# Göreviniz
Aşağıdaki materyalde "facade" dizesini içeren kaç satır olduğunu belirtin ve yalnızca sayıyı yazın.

# Sağlanan materyal
▽

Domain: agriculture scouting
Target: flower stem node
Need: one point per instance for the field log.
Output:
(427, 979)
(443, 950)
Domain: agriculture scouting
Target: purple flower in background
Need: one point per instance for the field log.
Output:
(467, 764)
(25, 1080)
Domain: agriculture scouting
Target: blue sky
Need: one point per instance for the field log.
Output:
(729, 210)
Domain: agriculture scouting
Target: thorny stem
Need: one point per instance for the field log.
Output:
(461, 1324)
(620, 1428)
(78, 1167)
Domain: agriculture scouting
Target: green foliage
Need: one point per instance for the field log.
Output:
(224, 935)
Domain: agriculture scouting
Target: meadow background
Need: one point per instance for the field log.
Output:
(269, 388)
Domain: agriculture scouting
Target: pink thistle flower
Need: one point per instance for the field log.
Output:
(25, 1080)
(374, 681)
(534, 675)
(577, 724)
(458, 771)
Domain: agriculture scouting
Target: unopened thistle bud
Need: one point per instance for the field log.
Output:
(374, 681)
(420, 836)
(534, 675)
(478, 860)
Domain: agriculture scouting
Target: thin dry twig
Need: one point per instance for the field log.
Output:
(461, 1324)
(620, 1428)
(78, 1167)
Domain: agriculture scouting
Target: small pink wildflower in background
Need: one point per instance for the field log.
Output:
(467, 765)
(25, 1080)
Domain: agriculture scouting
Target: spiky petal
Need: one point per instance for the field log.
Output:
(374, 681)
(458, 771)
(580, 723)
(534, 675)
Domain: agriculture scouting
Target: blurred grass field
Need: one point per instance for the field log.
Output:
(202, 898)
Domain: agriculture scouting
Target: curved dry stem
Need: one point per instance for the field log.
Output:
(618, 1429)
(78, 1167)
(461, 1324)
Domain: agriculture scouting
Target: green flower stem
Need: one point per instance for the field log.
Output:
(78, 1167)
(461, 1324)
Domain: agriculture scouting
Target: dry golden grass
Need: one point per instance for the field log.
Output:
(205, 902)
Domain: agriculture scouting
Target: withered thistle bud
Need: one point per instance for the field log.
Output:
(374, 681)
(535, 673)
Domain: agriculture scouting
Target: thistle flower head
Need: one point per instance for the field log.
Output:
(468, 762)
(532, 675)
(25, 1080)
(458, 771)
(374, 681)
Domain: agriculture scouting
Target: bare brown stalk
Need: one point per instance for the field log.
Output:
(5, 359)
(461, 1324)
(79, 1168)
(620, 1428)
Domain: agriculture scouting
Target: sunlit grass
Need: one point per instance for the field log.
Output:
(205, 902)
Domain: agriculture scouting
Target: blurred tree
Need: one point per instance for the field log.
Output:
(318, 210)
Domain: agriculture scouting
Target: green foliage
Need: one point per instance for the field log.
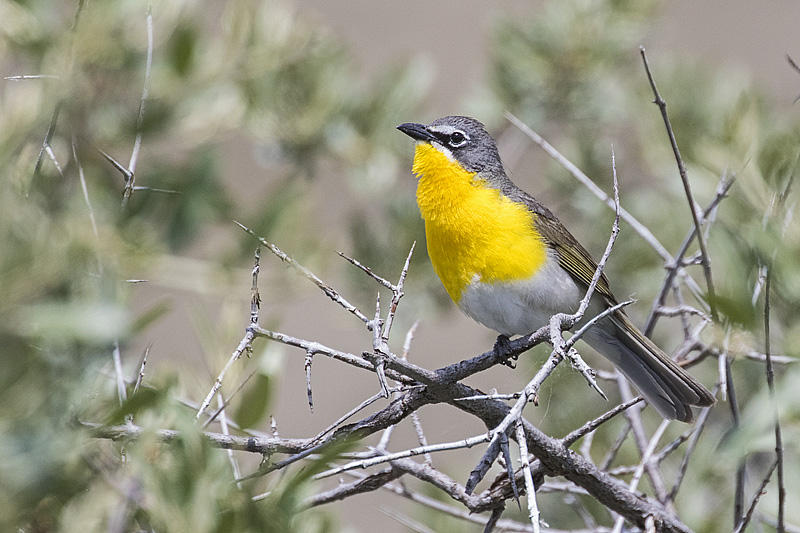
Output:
(256, 73)
(247, 69)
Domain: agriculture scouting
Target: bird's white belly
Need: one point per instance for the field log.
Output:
(523, 306)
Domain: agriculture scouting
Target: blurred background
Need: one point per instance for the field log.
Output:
(281, 115)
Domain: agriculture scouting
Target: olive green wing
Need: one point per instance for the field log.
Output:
(571, 255)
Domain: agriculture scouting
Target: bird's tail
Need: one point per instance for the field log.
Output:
(665, 385)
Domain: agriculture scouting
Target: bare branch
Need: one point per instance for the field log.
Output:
(248, 444)
(592, 425)
(752, 507)
(533, 508)
(775, 412)
(137, 143)
(662, 105)
(329, 291)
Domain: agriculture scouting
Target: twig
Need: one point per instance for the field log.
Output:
(738, 502)
(369, 401)
(140, 375)
(693, 440)
(365, 463)
(51, 129)
(752, 507)
(137, 143)
(634, 417)
(360, 486)
(226, 401)
(122, 394)
(592, 425)
(368, 271)
(32, 77)
(247, 339)
(533, 508)
(662, 106)
(776, 414)
(637, 475)
(397, 294)
(223, 422)
(408, 522)
(264, 445)
(329, 292)
(307, 367)
(723, 187)
(85, 190)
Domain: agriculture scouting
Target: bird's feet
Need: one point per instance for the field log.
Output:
(502, 348)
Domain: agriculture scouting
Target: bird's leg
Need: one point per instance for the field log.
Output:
(502, 346)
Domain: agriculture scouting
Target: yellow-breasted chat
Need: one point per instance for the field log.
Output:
(509, 263)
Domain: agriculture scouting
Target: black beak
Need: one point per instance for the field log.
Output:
(416, 131)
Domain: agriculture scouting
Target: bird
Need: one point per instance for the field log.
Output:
(508, 262)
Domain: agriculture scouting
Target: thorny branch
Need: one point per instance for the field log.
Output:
(541, 456)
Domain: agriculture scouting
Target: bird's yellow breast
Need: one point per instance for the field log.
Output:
(472, 230)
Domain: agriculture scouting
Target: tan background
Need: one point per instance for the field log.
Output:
(746, 35)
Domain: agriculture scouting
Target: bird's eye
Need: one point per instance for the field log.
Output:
(457, 139)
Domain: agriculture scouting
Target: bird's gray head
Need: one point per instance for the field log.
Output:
(462, 139)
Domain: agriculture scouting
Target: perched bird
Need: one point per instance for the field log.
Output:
(508, 263)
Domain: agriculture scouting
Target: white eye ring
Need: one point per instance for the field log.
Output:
(457, 139)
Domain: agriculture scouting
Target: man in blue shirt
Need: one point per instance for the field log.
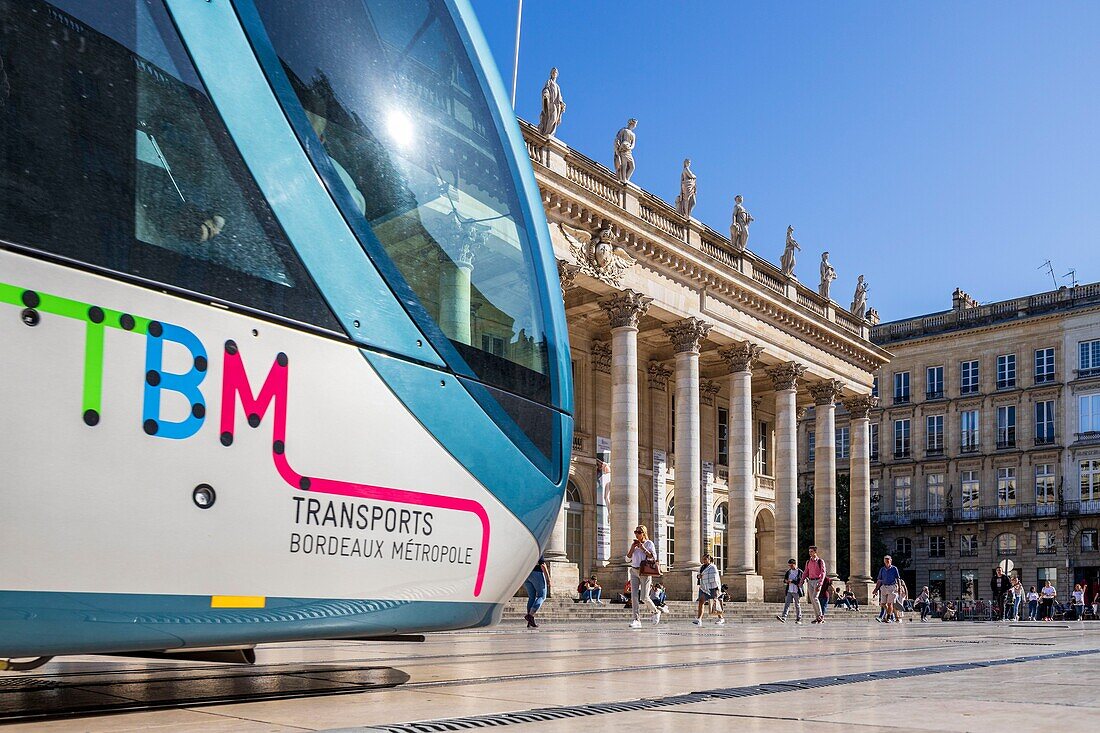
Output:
(886, 586)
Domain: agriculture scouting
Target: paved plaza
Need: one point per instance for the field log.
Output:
(758, 677)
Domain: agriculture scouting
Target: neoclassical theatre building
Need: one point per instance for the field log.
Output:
(693, 358)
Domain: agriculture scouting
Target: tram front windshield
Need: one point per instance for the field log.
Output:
(388, 90)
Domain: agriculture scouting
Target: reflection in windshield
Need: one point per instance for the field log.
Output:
(389, 91)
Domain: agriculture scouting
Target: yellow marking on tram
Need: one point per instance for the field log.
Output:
(238, 601)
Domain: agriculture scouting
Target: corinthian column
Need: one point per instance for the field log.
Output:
(859, 579)
(825, 394)
(784, 379)
(624, 310)
(685, 336)
(745, 584)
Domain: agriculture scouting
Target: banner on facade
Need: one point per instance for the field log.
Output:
(603, 500)
(706, 523)
(657, 532)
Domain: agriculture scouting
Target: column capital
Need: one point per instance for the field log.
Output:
(659, 375)
(707, 390)
(625, 308)
(740, 357)
(826, 391)
(686, 334)
(567, 274)
(785, 376)
(860, 406)
(602, 357)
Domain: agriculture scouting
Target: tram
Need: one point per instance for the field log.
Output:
(283, 353)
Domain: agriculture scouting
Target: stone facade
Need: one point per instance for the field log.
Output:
(1001, 431)
(691, 360)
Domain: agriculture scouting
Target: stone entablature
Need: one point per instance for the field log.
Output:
(586, 196)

△

# Tamamlanan görev
2